Reproduce the data below in full and exclude every picture.
** Supplied entries follows **
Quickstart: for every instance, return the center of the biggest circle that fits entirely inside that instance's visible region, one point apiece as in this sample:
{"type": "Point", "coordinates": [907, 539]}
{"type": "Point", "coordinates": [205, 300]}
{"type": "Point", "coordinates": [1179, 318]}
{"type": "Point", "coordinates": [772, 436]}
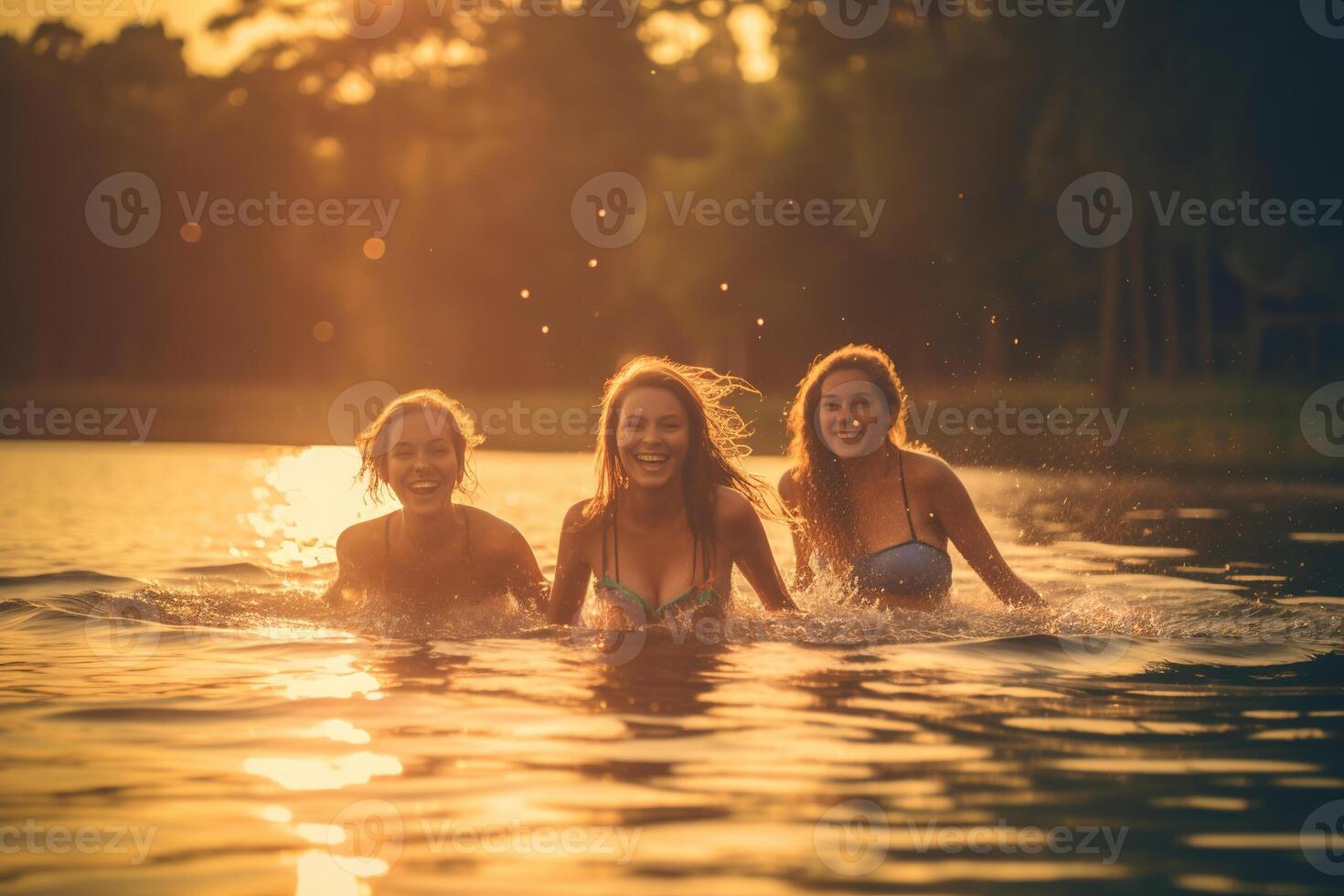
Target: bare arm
{"type": "Point", "coordinates": [522, 575]}
{"type": "Point", "coordinates": [349, 574]}
{"type": "Point", "coordinates": [803, 572]}
{"type": "Point", "coordinates": [745, 536]}
{"type": "Point", "coordinates": [964, 527]}
{"type": "Point", "coordinates": [571, 571]}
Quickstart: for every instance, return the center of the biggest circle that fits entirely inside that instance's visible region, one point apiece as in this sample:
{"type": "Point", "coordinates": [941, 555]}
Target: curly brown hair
{"type": "Point", "coordinates": [824, 507]}
{"type": "Point", "coordinates": [443, 412]}
{"type": "Point", "coordinates": [718, 443]}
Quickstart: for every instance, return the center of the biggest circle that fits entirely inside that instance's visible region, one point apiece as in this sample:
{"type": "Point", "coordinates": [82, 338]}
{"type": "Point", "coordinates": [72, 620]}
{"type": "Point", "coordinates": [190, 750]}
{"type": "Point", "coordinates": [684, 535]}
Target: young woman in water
{"type": "Point", "coordinates": [871, 506]}
{"type": "Point", "coordinates": [432, 551]}
{"type": "Point", "coordinates": [674, 508]}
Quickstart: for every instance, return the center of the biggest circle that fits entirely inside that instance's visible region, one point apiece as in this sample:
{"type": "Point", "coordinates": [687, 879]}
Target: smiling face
{"type": "Point", "coordinates": [422, 465]}
{"type": "Point", "coordinates": [652, 435]}
{"type": "Point", "coordinates": [852, 415]}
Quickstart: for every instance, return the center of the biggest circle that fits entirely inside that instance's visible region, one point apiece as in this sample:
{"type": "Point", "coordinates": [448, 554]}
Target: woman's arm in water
{"type": "Point", "coordinates": [349, 571]}
{"type": "Point", "coordinates": [961, 521]}
{"type": "Point", "coordinates": [803, 572]}
{"type": "Point", "coordinates": [522, 575]}
{"type": "Point", "coordinates": [742, 532]}
{"type": "Point", "coordinates": [571, 570]}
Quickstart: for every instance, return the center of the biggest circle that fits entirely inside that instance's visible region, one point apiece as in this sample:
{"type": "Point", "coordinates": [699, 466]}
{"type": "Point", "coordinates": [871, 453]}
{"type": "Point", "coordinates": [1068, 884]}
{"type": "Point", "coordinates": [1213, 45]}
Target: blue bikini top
{"type": "Point", "coordinates": [912, 569]}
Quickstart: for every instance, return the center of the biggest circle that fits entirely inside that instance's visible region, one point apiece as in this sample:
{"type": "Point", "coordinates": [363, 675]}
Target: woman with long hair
{"type": "Point", "coordinates": [869, 503]}
{"type": "Point", "coordinates": [432, 549]}
{"type": "Point", "coordinates": [674, 509]}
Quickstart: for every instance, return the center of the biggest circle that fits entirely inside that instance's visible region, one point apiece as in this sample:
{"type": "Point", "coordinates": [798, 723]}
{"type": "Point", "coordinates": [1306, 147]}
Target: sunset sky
{"type": "Point", "coordinates": [669, 35]}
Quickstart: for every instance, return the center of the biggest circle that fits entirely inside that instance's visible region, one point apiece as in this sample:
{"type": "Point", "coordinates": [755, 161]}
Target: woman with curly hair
{"type": "Point", "coordinates": [432, 549]}
{"type": "Point", "coordinates": [869, 503]}
{"type": "Point", "coordinates": [674, 509]}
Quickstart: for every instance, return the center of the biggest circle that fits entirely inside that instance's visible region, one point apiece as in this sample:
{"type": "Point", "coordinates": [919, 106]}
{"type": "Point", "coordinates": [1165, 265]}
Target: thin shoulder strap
{"type": "Point", "coordinates": [905, 495]}
{"type": "Point", "coordinates": [615, 541]}
{"type": "Point", "coordinates": [466, 546]}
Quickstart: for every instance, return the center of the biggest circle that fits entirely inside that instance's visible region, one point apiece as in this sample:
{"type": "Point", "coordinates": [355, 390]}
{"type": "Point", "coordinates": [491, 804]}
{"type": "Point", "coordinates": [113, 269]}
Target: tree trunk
{"type": "Point", "coordinates": [1138, 300]}
{"type": "Point", "coordinates": [1169, 308]}
{"type": "Point", "coordinates": [1203, 304]}
{"type": "Point", "coordinates": [1108, 357]}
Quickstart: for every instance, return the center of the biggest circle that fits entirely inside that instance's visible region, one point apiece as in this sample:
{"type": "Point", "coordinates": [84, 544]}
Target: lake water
{"type": "Point", "coordinates": [180, 715]}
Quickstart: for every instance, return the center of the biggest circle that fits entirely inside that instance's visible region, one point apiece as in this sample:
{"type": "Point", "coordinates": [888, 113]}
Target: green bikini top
{"type": "Point", "coordinates": [700, 595]}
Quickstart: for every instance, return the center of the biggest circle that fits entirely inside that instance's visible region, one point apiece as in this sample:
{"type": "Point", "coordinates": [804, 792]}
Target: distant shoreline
{"type": "Point", "coordinates": [1227, 429]}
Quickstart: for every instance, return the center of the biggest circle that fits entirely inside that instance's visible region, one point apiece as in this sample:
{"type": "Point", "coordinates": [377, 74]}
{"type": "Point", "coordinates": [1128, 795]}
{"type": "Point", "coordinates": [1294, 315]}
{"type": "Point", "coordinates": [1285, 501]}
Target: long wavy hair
{"type": "Point", "coordinates": [445, 414]}
{"type": "Point", "coordinates": [718, 443]}
{"type": "Point", "coordinates": [826, 506]}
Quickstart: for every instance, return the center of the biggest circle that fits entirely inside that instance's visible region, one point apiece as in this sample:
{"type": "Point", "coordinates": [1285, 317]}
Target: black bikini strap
{"type": "Point", "coordinates": [466, 543]}
{"type": "Point", "coordinates": [905, 495]}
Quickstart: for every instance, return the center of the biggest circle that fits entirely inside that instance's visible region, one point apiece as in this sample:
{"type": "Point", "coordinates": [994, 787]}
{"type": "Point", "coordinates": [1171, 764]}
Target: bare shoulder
{"type": "Point", "coordinates": [363, 540]}
{"type": "Point", "coordinates": [577, 518]}
{"type": "Point", "coordinates": [731, 508]}
{"type": "Point", "coordinates": [494, 536]}
{"type": "Point", "coordinates": [928, 470]}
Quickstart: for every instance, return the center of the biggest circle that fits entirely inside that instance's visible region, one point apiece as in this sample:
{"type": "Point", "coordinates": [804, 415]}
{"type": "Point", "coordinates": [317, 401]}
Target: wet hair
{"type": "Point", "coordinates": [824, 507]}
{"type": "Point", "coordinates": [441, 412]}
{"type": "Point", "coordinates": [718, 443]}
** End of Supplied entries **
■ Task output
Quickstart: for every instance, return the center of the biggest circle that fits entirely inside that instance's visible region, one point apiece as in this sample:
{"type": "Point", "coordinates": [907, 539]}
{"type": "Point", "coordinates": [205, 300]}
{"type": "Point", "coordinates": [1179, 318]}
{"type": "Point", "coordinates": [772, 436]}
Target: bare arm
{"type": "Point", "coordinates": [522, 575]}
{"type": "Point", "coordinates": [349, 574]}
{"type": "Point", "coordinates": [803, 572]}
{"type": "Point", "coordinates": [745, 536]}
{"type": "Point", "coordinates": [964, 527]}
{"type": "Point", "coordinates": [571, 571]}
Quickstart: for every instance, return the center of the biggest circle that fits entirely inside that instance's visible region, one point apiece as in this sample:
{"type": "Point", "coordinates": [941, 555]}
Target: curly brown hair
{"type": "Point", "coordinates": [824, 507]}
{"type": "Point", "coordinates": [443, 412]}
{"type": "Point", "coordinates": [718, 443]}
Quickstart: for every instance, return the center of the biggest circle that fits entirely inside that instance's visible region, one point apiece as in this sample:
{"type": "Point", "coordinates": [82, 338]}
{"type": "Point", "coordinates": [72, 620]}
{"type": "Point", "coordinates": [190, 750]}
{"type": "Point", "coordinates": [684, 535]}
Target: young woman in water
{"type": "Point", "coordinates": [871, 506]}
{"type": "Point", "coordinates": [432, 551]}
{"type": "Point", "coordinates": [674, 508]}
Quickstart: for every instance, return the center of the biggest circle that fits entirely inside that instance's visible region, one point apiece as in this sample:
{"type": "Point", "coordinates": [687, 879]}
Target: smiling face
{"type": "Point", "coordinates": [422, 465]}
{"type": "Point", "coordinates": [652, 435]}
{"type": "Point", "coordinates": [852, 415]}
Quickstart: for every instance, return the center of the biggest circle that fits entirely inside that instance's visible region, one point apiece as in this sample:
{"type": "Point", "coordinates": [448, 554]}
Target: woman's arm in water
{"type": "Point", "coordinates": [349, 571]}
{"type": "Point", "coordinates": [961, 521]}
{"type": "Point", "coordinates": [803, 572]}
{"type": "Point", "coordinates": [522, 575]}
{"type": "Point", "coordinates": [742, 532]}
{"type": "Point", "coordinates": [571, 570]}
Quickstart: for every instance, return the center of the biggest circle that fits entirely inside that instance's visible region, one point apiece as in this sample:
{"type": "Point", "coordinates": [699, 466]}
{"type": "Point", "coordinates": [871, 453]}
{"type": "Point", "coordinates": [1068, 884]}
{"type": "Point", "coordinates": [1213, 45]}
Target: blue bikini top
{"type": "Point", "coordinates": [912, 569]}
Quickstart: for every instance, return the center of the biggest circle that fits entirely inside that instance's visible region, one point apiece as in this sample:
{"type": "Point", "coordinates": [363, 675]}
Target: woman with long hair
{"type": "Point", "coordinates": [869, 503]}
{"type": "Point", "coordinates": [432, 549]}
{"type": "Point", "coordinates": [674, 509]}
Quickstart: for every instance, return the center of the biggest circle that fits entirely inside that instance's visible region, one point apiece as in this sample:
{"type": "Point", "coordinates": [798, 723]}
{"type": "Point", "coordinates": [1306, 147]}
Target: sunset sky
{"type": "Point", "coordinates": [669, 35]}
Quickstart: for every instance, return the center of the biggest circle that fits entirely inside that instance's visible region, one point apiece as in this sample:
{"type": "Point", "coordinates": [755, 161]}
Target: woman with curly hair
{"type": "Point", "coordinates": [432, 549]}
{"type": "Point", "coordinates": [869, 503]}
{"type": "Point", "coordinates": [674, 509]}
Quickstart: for every instance, return the center of the biggest circle that fits entirely inside that instance's visible region, one point apiece as in this sample:
{"type": "Point", "coordinates": [919, 106]}
{"type": "Point", "coordinates": [1165, 265]}
Target: thin shoulder strap
{"type": "Point", "coordinates": [905, 495]}
{"type": "Point", "coordinates": [615, 541]}
{"type": "Point", "coordinates": [466, 546]}
Quickstart: for every instance, return the center of the biggest circle that fits entirely inside that instance's visible region, one point apiece as in this sample:
{"type": "Point", "coordinates": [355, 390]}
{"type": "Point", "coordinates": [491, 804]}
{"type": "Point", "coordinates": [113, 269]}
Target: tree trunk
{"type": "Point", "coordinates": [1138, 300]}
{"type": "Point", "coordinates": [1169, 308]}
{"type": "Point", "coordinates": [1203, 304]}
{"type": "Point", "coordinates": [1108, 357]}
Quickstart: for every instance, return the center of the biggest circle that fits entirely inside that instance's visible region, one point apiece as in this sample:
{"type": "Point", "coordinates": [84, 544]}
Target: lake water
{"type": "Point", "coordinates": [180, 715]}
Quickstart: for every instance, return the center of the biggest circle that fits entirely inside that instance's visible region, one point apiece as in this sample:
{"type": "Point", "coordinates": [888, 113]}
Target: green bikini top
{"type": "Point", "coordinates": [700, 595]}
Quickstart: for every instance, return the center of the biggest circle that fits entirely inside that instance's visible region, one point apiece as in this sample:
{"type": "Point", "coordinates": [804, 792]}
Target: distant shoreline
{"type": "Point", "coordinates": [1227, 429]}
Quickstart: for every instance, return the center of the biggest circle that fits entirely inside that instance's visible region, one point apiece as in this sample:
{"type": "Point", "coordinates": [377, 74]}
{"type": "Point", "coordinates": [1128, 795]}
{"type": "Point", "coordinates": [1294, 315]}
{"type": "Point", "coordinates": [1285, 501]}
Target: long wavy hair
{"type": "Point", "coordinates": [445, 414]}
{"type": "Point", "coordinates": [718, 443]}
{"type": "Point", "coordinates": [826, 506]}
Quickstart: for every instance, return the center of the biggest circle that fits entirely inside that instance's visible region, one point apiece as in this sample:
{"type": "Point", "coordinates": [1285, 317]}
Target: black bikini strap
{"type": "Point", "coordinates": [466, 543]}
{"type": "Point", "coordinates": [905, 495]}
Quickstart: for every instance, return the center of the biggest circle that fits entirely inside that instance's visible region, one point apiece as in this sample:
{"type": "Point", "coordinates": [994, 787]}
{"type": "Point", "coordinates": [1171, 764]}
Target: bare shoulder
{"type": "Point", "coordinates": [363, 540]}
{"type": "Point", "coordinates": [577, 518]}
{"type": "Point", "coordinates": [731, 508]}
{"type": "Point", "coordinates": [494, 536]}
{"type": "Point", "coordinates": [928, 470]}
Quickstart: for every instance, return the center of the biggest circle that fits entirely inside that instance's visible region, one point apiece as in this sample:
{"type": "Point", "coordinates": [804, 415]}
{"type": "Point", "coordinates": [317, 401]}
Target: wet hair
{"type": "Point", "coordinates": [824, 507]}
{"type": "Point", "coordinates": [441, 412]}
{"type": "Point", "coordinates": [718, 443]}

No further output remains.